Segment Open

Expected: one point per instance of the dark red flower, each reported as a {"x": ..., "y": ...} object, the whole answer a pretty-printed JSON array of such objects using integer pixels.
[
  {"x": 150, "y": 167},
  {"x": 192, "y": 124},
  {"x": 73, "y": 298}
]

Segment Closed

_REQUIRED WORK_
Repeat the material word for word, in full.

_OUTPUT BELOW_
Expected: one point per instance of the dark red flower, each reported as a {"x": ..., "y": ...} object, the whole answer a pretty-printed JSON array of such objects using integer pixels.
[
  {"x": 150, "y": 167},
  {"x": 192, "y": 124},
  {"x": 73, "y": 298}
]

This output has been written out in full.